### TASK INSTRUCTIONS
Drop every picture. Return the rest of the entries exactly.

(Saved entries)
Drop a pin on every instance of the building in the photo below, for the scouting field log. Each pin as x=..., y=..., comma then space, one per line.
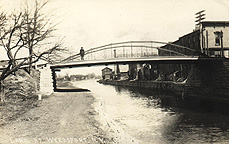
x=214, y=38
x=211, y=39
x=107, y=73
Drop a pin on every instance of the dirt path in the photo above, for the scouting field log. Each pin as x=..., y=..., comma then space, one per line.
x=59, y=118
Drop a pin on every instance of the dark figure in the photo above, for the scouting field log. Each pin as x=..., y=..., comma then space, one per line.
x=82, y=53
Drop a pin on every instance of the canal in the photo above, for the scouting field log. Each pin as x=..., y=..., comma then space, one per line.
x=162, y=118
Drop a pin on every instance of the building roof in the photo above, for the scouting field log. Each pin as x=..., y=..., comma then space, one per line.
x=106, y=68
x=215, y=23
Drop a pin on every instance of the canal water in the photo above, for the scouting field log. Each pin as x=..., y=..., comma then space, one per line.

### OUTPUT FOR THIS EXERCISE
Drop a pin on every instance of the building in the photo below, for the scouting field log. Each pin as x=..., y=..., comma then space, one per line.
x=214, y=38
x=211, y=39
x=107, y=73
Drop a pin on every instance of the dirt path in the photo above, for the scouting field log. Each pin as x=..., y=..., comma then space, one per line.
x=59, y=118
Drop a pin on every instance of the dark figure in the photo above, for the scouting field log. Each pin as x=..., y=..., comma then space, one per line.
x=82, y=53
Drop a pin on every instance of the canal in the photo above, for the scouting field log. Each pin as x=..., y=..., comma then space, one per line.
x=162, y=118
Drop a pin on every instance of the building roof in the photo above, for the scouting field log. Each pin as x=..., y=..., comma then space, one per line.
x=106, y=68
x=215, y=23
Drop a pin on every instance of the canal water in the photo above, for the scouting field log. Each pin as x=..., y=..., comma then space, one per line.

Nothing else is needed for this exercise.